What you will do:
Reproduce every line of the listing below without changing anything.

Collected data entries:
** start **

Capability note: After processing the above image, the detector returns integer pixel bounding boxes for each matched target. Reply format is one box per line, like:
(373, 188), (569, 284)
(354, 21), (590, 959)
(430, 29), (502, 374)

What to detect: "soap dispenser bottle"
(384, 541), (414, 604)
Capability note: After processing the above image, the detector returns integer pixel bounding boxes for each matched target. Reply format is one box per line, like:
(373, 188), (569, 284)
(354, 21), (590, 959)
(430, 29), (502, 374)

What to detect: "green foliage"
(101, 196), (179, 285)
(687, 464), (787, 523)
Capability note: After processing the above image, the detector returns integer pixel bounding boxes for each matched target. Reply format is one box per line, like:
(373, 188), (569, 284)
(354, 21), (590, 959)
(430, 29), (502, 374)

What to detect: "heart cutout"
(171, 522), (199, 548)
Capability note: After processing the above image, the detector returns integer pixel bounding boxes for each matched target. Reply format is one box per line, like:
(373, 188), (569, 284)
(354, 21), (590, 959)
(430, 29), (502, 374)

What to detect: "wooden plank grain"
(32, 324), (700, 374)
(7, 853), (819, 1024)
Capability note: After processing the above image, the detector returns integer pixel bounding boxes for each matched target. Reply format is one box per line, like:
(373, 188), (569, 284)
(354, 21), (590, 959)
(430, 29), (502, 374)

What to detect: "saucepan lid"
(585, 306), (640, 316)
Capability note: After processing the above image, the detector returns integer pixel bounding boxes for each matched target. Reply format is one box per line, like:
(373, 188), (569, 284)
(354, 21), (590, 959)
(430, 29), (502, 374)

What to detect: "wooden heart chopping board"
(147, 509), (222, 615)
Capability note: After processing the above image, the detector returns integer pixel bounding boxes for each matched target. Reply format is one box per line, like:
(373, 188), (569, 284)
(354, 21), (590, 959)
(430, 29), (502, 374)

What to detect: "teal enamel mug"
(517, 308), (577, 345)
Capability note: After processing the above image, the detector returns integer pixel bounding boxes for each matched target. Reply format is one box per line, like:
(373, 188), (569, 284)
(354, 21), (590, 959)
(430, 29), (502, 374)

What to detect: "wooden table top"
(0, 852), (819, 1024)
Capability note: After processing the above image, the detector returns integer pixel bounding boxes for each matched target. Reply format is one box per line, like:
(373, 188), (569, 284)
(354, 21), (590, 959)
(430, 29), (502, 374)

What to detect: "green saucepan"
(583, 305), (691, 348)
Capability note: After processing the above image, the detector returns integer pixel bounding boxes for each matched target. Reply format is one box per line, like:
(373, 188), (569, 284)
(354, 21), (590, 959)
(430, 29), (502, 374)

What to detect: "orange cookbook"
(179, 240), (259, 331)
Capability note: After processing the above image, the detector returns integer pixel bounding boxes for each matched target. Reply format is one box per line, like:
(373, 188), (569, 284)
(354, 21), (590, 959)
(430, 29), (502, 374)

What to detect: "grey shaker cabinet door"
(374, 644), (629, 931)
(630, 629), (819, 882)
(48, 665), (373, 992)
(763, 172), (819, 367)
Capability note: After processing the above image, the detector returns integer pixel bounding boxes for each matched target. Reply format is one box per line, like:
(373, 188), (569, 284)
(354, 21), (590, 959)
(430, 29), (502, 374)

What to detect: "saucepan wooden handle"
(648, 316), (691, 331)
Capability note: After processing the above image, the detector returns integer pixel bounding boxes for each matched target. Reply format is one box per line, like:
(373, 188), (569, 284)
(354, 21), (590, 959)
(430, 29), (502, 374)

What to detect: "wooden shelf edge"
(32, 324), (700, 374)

** end **

Task response:
Capability note: After processing the above image, the detector returns integer pixel bounding boxes for each matched target. Reply format is one box per line, like:
(373, 188), (569, 284)
(354, 21), (590, 959)
(430, 29), (502, 374)

What to detect: "soap dispenser bottle"
(384, 541), (414, 604)
Capability note: After processing the above image, the detector returns integer pixel bounding boxes for each matched target. Reply format is one box per line, like:
(373, 188), (569, 284)
(354, 21), (590, 959)
(430, 29), (502, 374)

What to detect: "green foliage"
(101, 196), (179, 285)
(687, 464), (787, 523)
Capability note: After processing the above image, the detector returns integer pixel bounding boxes for each matched target. Reply format is one box per line, like:
(373, 188), (569, 284)
(354, 21), (590, 959)
(430, 29), (502, 374)

What to detect: "heart cutout"
(171, 522), (199, 548)
Capability note: After processing the above image, the detector returns integer pixel bounding boxes for each matched target. Reply format is one box per line, like:
(373, 188), (569, 284)
(354, 21), (590, 959)
(430, 29), (502, 374)

What to detect: "wooden plank grain"
(32, 324), (700, 374)
(7, 853), (819, 1024)
Capability note: After processing the above image, the detector returns integer pixel bounding boxes for each matched target. Reply format is one box per line, like:
(373, 188), (569, 284)
(354, 21), (590, 959)
(430, 29), (502, 374)

What to detect: "saucepan lid"
(585, 306), (640, 316)
Capability note: After processing the above image, the detector returns integer pixel bounding boxes for each matched target. Reply format is one box per line, like:
(373, 188), (569, 284)
(354, 21), (590, 959)
(430, 29), (502, 374)

What to detect: "wooden heart chopping board"
(147, 509), (222, 615)
Capability note: After processing the above image, the detector returns integer pixel bounding boxes for each matched target. Reply format is one box per line, like:
(373, 188), (569, 284)
(354, 21), (590, 959)
(430, 29), (502, 374)

What to detect: "teal enamel mug"
(517, 308), (577, 345)
Capability note: After processing the above image, the detector returns integer pixel bounding boxes for each matched target. Reply format is one box per line, like:
(373, 188), (569, 284)
(354, 21), (590, 959)
(430, 29), (502, 374)

What to detect: "wooden table top"
(0, 852), (819, 1024)
Capability note: After processing the above image, the detector returns integer pixel bounding boxes for each matched target. Reply format is one box per line, like:
(373, 188), (569, 284)
(354, 21), (590, 959)
(430, 29), (502, 374)

What to detect: "green saucepan"
(583, 305), (691, 348)
Capability note: After processing the above image, the detector returns integer pixel bounding boxes for each matched target. Reply format is one box per line, like:
(373, 188), (569, 284)
(354, 21), (590, 959)
(430, 29), (502, 374)

What to detect: "orange cookbook"
(179, 240), (259, 331)
Capability note: After processing the above image, the detector returns integer pixel bounding boxes for each matched target. Reply format is one box per line, like:
(373, 188), (569, 284)
(354, 21), (590, 959)
(430, 29), (502, 374)

What to detect: "grey shaker cabinet door"
(374, 644), (629, 931)
(630, 629), (819, 882)
(48, 665), (373, 992)
(763, 172), (819, 367)
Capability note: After processing the above image, the detector returns integer pixel bounding boxes for each matched target. Reply format is one box per line, like:
(373, 188), (569, 284)
(354, 21), (590, 959)
(430, 29), (502, 374)

What to detect: "saucepan wooden handle"
(648, 316), (691, 331)
Capability note: After processing the above image, the detector returns integer pixel bounding boxes for each matched target. Reply format is one box per line, like:
(373, 188), (569, 284)
(354, 21), (590, 959)
(430, 29), (502, 374)

What to detect: "wooden shelf edge"
(32, 324), (700, 374)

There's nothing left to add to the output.